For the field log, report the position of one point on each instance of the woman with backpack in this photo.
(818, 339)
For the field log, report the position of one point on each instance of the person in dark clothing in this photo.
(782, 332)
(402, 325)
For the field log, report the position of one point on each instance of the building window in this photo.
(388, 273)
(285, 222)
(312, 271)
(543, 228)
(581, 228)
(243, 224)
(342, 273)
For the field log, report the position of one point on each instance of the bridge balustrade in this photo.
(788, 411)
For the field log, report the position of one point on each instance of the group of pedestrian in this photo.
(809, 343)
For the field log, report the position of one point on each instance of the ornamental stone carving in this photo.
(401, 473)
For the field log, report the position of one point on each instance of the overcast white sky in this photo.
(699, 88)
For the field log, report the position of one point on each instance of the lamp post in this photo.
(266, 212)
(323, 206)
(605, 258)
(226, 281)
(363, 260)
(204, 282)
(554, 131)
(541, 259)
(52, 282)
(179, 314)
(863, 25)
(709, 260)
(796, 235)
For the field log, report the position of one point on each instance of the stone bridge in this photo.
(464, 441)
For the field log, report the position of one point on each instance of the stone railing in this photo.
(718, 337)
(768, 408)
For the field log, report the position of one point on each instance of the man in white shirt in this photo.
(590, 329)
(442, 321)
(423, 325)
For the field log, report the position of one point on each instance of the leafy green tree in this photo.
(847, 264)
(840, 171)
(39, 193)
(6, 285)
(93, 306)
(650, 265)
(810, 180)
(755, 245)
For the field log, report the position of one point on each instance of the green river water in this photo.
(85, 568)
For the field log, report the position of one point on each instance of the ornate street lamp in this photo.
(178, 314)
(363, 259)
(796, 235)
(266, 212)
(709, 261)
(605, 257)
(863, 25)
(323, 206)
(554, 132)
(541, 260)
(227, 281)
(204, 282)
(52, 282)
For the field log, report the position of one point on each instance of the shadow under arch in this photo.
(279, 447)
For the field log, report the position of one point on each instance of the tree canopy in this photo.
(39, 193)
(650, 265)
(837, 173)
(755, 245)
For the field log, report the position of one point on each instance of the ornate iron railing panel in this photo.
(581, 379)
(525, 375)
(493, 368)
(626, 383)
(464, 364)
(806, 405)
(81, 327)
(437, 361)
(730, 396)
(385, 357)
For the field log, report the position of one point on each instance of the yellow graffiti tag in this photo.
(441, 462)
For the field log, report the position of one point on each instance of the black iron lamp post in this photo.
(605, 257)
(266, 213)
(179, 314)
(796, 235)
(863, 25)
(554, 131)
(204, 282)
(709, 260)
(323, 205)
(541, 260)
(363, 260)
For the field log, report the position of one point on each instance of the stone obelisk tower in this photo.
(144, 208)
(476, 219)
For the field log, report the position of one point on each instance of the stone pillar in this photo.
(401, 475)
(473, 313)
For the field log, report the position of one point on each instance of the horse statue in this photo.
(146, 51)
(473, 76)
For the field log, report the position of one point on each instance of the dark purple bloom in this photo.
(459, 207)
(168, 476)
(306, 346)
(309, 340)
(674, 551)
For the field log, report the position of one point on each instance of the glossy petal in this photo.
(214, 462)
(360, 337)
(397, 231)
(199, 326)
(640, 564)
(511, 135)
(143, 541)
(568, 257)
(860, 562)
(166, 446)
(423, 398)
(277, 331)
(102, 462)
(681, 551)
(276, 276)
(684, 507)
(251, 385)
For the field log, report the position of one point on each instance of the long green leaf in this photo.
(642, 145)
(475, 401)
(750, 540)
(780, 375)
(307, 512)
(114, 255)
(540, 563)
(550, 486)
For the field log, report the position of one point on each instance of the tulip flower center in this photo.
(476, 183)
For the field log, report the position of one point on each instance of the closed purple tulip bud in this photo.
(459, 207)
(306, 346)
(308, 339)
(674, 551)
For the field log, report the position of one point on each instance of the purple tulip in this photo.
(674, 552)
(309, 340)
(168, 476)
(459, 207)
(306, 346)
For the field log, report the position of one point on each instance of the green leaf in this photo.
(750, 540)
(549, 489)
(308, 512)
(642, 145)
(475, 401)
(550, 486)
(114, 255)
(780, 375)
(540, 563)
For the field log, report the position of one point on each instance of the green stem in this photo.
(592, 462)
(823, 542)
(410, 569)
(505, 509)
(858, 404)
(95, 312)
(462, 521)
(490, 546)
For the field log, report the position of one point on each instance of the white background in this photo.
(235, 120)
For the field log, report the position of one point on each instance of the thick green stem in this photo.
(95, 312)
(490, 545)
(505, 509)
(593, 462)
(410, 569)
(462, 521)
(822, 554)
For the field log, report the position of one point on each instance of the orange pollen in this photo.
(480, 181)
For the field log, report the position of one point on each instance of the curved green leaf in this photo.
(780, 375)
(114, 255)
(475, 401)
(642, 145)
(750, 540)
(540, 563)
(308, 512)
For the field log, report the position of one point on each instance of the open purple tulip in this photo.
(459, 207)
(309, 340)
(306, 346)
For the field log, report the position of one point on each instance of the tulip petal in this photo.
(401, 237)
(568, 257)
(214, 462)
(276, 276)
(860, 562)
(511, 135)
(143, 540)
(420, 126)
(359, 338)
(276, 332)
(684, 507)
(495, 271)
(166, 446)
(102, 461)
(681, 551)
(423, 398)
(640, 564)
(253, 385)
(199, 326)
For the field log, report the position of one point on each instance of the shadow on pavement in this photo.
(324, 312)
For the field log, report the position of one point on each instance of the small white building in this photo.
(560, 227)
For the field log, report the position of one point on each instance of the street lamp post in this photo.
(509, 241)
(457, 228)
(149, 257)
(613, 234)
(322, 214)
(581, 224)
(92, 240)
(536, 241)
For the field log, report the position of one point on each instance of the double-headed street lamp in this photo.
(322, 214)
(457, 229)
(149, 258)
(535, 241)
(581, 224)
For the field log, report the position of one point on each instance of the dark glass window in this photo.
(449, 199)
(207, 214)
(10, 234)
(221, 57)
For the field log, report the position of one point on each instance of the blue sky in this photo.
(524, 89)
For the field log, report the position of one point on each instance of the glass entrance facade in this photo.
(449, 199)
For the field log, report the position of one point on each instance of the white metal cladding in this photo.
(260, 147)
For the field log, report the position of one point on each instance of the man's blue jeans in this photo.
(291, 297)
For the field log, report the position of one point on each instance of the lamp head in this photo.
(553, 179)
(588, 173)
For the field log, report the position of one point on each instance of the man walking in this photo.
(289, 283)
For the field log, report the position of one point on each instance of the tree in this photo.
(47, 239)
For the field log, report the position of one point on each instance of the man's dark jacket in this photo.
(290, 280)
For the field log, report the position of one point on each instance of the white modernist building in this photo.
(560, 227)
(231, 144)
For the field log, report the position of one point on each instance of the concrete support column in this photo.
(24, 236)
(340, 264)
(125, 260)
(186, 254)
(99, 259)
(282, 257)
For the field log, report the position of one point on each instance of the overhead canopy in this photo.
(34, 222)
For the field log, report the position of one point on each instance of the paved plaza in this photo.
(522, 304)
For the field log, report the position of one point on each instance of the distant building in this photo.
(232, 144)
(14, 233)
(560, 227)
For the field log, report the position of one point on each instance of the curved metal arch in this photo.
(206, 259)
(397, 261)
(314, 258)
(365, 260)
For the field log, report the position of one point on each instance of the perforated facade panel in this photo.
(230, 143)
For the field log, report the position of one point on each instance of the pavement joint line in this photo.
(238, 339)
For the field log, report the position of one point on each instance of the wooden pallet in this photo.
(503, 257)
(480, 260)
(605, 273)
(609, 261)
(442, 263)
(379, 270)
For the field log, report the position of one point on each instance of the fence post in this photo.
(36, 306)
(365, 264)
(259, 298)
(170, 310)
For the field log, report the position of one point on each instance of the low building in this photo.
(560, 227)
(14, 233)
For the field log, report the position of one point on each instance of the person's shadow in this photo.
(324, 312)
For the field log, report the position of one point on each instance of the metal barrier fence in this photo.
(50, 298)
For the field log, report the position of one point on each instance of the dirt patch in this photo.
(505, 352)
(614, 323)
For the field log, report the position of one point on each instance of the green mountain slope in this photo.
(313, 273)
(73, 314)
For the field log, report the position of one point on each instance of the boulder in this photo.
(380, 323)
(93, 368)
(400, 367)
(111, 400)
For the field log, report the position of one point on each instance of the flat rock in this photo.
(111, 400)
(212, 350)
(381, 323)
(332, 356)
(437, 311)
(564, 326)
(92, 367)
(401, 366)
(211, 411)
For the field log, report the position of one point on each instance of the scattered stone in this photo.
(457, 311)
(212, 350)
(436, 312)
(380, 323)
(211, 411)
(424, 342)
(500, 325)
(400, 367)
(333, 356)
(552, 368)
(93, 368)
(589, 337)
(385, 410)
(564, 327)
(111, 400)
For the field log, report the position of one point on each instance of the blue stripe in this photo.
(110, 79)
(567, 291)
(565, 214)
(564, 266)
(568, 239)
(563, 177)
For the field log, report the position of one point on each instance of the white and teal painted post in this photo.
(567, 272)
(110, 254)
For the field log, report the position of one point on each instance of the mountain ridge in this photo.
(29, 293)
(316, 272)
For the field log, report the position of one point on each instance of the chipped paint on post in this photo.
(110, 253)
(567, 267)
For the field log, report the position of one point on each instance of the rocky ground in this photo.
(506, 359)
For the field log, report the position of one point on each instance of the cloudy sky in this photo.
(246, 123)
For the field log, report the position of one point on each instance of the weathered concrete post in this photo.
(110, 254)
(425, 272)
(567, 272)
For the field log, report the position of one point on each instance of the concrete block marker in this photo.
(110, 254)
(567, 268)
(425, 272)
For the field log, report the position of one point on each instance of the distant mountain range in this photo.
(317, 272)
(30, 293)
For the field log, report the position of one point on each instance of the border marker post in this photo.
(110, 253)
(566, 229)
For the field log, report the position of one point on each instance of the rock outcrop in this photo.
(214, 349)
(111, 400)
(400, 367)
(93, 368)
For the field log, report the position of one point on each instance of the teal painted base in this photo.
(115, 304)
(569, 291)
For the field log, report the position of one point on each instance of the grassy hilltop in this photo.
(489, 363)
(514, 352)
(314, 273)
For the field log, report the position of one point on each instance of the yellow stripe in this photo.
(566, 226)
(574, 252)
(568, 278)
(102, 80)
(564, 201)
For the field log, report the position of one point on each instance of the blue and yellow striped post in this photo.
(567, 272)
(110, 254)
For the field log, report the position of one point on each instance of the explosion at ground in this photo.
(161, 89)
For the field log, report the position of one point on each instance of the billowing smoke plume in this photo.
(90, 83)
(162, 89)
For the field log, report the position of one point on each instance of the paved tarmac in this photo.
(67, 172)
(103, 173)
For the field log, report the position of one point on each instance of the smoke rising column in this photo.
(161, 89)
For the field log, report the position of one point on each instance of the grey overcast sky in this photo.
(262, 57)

####

Work required: Only the lines from the one that contains "base in this photo." to the end of the data should be output, exactly as they appear.

Written solution:
For the field log, report the position of one point on each instance of the teal painted base in this photo.
(115, 304)
(569, 291)
For the field log, report the position of one point on each instance of the grassy hilltop in this photo.
(489, 363)
(514, 352)
(314, 273)
For the field log, report the position of one point on each instance of the yellow stripe in this photo.
(566, 226)
(574, 252)
(568, 278)
(102, 80)
(564, 201)
For the field log, report the position of one point on each instance of the blue and yellow striped post in this photo.
(567, 272)
(110, 254)
For the field log, report the position of one point on each instance of the explosion at ground in this photo.
(161, 89)
For the field log, report the position of one point on each instance of the billowing smoke plume in this photo.
(90, 83)
(162, 89)
For the field log, report the position of one point on each instance of the paved tarmac in this photo.
(67, 172)
(103, 173)
For the field log, report the position of one point on each instance of the smoke rising column in this photo.
(161, 89)
For the field log, report the position of one point on each instance of the grey overcast sky in this photo.
(262, 57)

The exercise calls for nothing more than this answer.